### What the task requires
Transcribe every line of the records verbatim.

──────── Supplied material

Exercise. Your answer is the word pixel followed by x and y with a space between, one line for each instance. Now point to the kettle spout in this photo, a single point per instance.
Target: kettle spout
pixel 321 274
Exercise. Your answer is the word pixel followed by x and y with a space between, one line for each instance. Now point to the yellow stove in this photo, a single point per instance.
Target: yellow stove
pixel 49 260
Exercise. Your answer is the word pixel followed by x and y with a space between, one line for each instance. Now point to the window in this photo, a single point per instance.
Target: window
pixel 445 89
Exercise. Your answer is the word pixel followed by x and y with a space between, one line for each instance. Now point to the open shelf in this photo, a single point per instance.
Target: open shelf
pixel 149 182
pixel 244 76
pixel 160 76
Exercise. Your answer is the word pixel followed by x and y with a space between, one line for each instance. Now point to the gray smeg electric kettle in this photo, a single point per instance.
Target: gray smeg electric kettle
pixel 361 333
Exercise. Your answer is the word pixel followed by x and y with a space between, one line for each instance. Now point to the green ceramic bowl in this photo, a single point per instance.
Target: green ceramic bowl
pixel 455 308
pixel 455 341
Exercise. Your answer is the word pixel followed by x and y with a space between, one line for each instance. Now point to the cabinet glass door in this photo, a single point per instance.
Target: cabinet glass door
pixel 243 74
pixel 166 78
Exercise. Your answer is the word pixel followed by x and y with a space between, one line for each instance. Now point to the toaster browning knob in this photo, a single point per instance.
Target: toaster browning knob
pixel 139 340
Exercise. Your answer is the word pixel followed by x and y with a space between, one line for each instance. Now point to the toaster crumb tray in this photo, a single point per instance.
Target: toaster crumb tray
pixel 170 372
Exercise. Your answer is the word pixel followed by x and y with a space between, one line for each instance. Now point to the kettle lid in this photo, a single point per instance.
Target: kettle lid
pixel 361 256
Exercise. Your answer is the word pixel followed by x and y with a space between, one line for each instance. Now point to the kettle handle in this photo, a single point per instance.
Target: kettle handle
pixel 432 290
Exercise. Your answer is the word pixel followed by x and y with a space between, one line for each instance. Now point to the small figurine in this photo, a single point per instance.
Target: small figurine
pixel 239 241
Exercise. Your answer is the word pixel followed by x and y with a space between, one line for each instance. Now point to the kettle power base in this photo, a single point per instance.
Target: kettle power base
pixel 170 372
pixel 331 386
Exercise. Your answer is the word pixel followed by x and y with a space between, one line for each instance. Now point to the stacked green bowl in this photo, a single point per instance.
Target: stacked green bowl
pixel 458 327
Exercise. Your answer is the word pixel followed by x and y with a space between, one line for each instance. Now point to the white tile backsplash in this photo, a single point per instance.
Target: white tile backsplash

────────────────

### Response
Exercise. Your answer is the word pixel followed by x and y with a space between, one line for each instance. Now point to the kettle spout in this photo, a single point per instance.
Target: kettle spout
pixel 321 274
Exercise. Your answer is the word pixel followed by x and y with a space between, one line for each instance. Now point to the yellow stove in this photo, a single point per instance.
Target: yellow stove
pixel 49 260
Exercise. Your answer is the word pixel followed by x and y with a space between, one line for each instance. Now point to the window in this photo, a single point per instance.
Target: window
pixel 445 89
Exercise. Your answer is the word pixel followed by x and y with a space between, one line for each instance. Now point to the open shelf in this photo, a single point per instance.
Target: open shelf
pixel 149 182
pixel 244 76
pixel 160 76
Exercise. Your answer is the word pixel followed by x and y with a space between, one line for each instance. Now point to the gray smeg electric kettle in this photo, a single point per instance.
Target: gray smeg electric kettle
pixel 361 333
Exercise. Your answer is the word pixel followed by x and y with a space between, one line for each instance. Now point to the green ceramic bowl in this photo, a single point per instance.
Target: green ceramic bowl
pixel 455 308
pixel 455 341
Exercise. Your answer is the word pixel followed by x and y with a space between, one line for each instance. Now point to the cabinet glass door in this photo, a single point per instance.
Target: cabinet glass door
pixel 243 74
pixel 166 78
Exercise. Your answer is the word pixel followed by x and y with a space between, one line for each instance. Now point to the toaster browning knob in this photo, a single point per instance.
Target: toaster browning knob
pixel 139 340
Exercise. Your answer is the word pixel followed by x and y with a space between, one line for each instance. Now point to the toaster crumb tray in this photo, a single point per instance.
Target: toaster crumb tray
pixel 170 372
Exercise. Your answer is the word pixel followed by x and y with a space between, one line for each instance. Now point to the kettle lid in this photo, a single point per instance.
Target: kettle lid
pixel 361 256
Exercise. Your answer is the word pixel followed by x and y with a space between, one line for each instance. Now point to the kettle handle in this photo, a single point per instance.
Target: kettle handle
pixel 432 290
Exercise. Your answer is the word pixel followed by x and y with a space between, one line for each instance. Now point to the small figurine in this photo, a single point per instance.
Target: small figurine
pixel 239 241
Exercise. Your answer is the word pixel followed by x and y with a space between, one line for each instance. Now point to the kettle power base in this photo, a single point per instance.
Target: kettle power base
pixel 170 372
pixel 331 386
Exercise. Your answer is the word pixel followed by x and y with a space between, one line for each instance. Now point to the stacked green bowl in this photo, a single point per instance.
Target: stacked green bowl
pixel 458 327
Exercise. Your answer is the word pixel followed by x and y with a space between, one line for each instance. Now point to the white tile backsplash in this photo, a single point per instance.
Target: white tile backsplash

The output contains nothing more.